(Stored data entries)
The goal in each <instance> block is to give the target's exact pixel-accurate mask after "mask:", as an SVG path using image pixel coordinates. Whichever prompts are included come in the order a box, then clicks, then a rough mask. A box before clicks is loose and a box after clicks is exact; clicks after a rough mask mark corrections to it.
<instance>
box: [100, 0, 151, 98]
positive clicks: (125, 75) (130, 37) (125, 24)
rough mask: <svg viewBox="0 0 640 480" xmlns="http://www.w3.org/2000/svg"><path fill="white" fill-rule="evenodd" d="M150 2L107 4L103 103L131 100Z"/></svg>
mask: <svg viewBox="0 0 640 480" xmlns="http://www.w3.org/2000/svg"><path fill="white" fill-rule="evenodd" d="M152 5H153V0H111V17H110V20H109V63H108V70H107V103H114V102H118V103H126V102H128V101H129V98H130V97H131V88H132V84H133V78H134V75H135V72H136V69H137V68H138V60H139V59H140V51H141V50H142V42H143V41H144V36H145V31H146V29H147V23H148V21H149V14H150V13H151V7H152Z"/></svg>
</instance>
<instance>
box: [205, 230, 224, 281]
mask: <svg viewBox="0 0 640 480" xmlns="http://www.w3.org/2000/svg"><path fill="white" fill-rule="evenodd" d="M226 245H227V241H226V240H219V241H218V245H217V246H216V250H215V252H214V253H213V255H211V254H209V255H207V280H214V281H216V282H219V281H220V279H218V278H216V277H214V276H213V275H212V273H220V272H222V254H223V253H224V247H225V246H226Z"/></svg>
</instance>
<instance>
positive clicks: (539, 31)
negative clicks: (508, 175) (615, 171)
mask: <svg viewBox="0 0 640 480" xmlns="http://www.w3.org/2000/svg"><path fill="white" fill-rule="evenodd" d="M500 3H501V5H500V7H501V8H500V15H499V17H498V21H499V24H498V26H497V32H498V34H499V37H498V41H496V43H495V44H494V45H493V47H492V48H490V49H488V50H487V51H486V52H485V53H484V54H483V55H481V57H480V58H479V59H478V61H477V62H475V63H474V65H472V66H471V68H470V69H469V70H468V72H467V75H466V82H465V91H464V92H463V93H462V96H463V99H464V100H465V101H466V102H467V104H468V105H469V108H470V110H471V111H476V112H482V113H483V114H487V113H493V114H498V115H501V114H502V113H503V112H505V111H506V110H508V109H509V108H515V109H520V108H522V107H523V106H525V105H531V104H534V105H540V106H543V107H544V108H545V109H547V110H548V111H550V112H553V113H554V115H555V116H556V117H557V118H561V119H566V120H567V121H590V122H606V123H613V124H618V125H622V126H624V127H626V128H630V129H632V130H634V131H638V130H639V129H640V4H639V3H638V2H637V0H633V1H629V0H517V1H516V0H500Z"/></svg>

#### REQUIRED ACTION
Update the items above so that each "positive clicks" becomes "foreground clicks", and keep all other text unchanged.

#### OUTPUT FOR THIS TASK
The goal in each <instance> block is to give the target's exact pixel-accurate mask after "mask:", as an SVG path using image pixel coordinates. Whichever prompts are included come in the order a box, then clicks, then a rough mask. A box before clicks is loose and a box after clicks is exact; clicks after a rough mask mark corrections to it.
<instance>
box: [100, 0, 151, 98]
foreground clicks: (125, 75) (130, 37) (125, 24)
rough mask: <svg viewBox="0 0 640 480" xmlns="http://www.w3.org/2000/svg"><path fill="white" fill-rule="evenodd" d="M150 2L107 4L103 103L131 100Z"/></svg>
mask: <svg viewBox="0 0 640 480" xmlns="http://www.w3.org/2000/svg"><path fill="white" fill-rule="evenodd" d="M152 5H153V0H111V17H110V20H109V63H108V70H107V103H114V102H118V103H126V102H128V101H129V98H130V97H131V88H132V84H133V78H134V75H135V72H136V69H137V68H138V60H139V59H140V51H141V50H142V42H143V41H144V36H145V31H146V29H147V23H148V21H149V14H150V13H151V7H152Z"/></svg>
</instance>
<instance>
box: [205, 230, 224, 281]
mask: <svg viewBox="0 0 640 480" xmlns="http://www.w3.org/2000/svg"><path fill="white" fill-rule="evenodd" d="M226 245H227V241H226V240H219V241H218V245H217V246H216V250H215V252H214V253H213V255H211V254H209V255H207V280H214V281H216V282H219V281H220V279H218V278H216V277H214V276H213V275H212V273H220V272H222V254H223V253H224V247H225V246H226Z"/></svg>
</instance>
<instance>
foreground clicks: (539, 31)
negative clicks: (508, 175) (615, 171)
mask: <svg viewBox="0 0 640 480" xmlns="http://www.w3.org/2000/svg"><path fill="white" fill-rule="evenodd" d="M500 3H501V5H500V7H501V8H500V15H499V17H498V21H499V24H498V26H497V32H498V34H499V37H498V41H496V43H495V44H494V45H493V47H492V48H490V49H488V50H487V51H486V52H485V53H484V54H483V55H481V57H480V58H479V59H478V61H477V62H475V63H474V65H472V66H471V68H470V69H469V70H468V72H467V75H466V82H465V91H464V92H463V93H462V96H463V99H464V100H465V101H466V102H467V104H468V105H469V108H470V110H471V111H476V112H482V113H483V114H487V113H493V114H498V115H501V114H502V113H503V112H505V111H506V110H508V109H509V108H515V109H520V108H522V107H523V106H525V105H531V104H534V105H540V106H543V107H544V108H545V109H547V110H548V111H550V112H553V113H554V115H555V116H556V117H557V118H561V119H566V120H567V121H590V122H606V123H613V124H618V125H622V126H624V127H626V128H630V129H632V130H634V131H638V130H639V129H640V4H639V3H638V2H637V0H633V1H629V0H517V1H516V0H500Z"/></svg>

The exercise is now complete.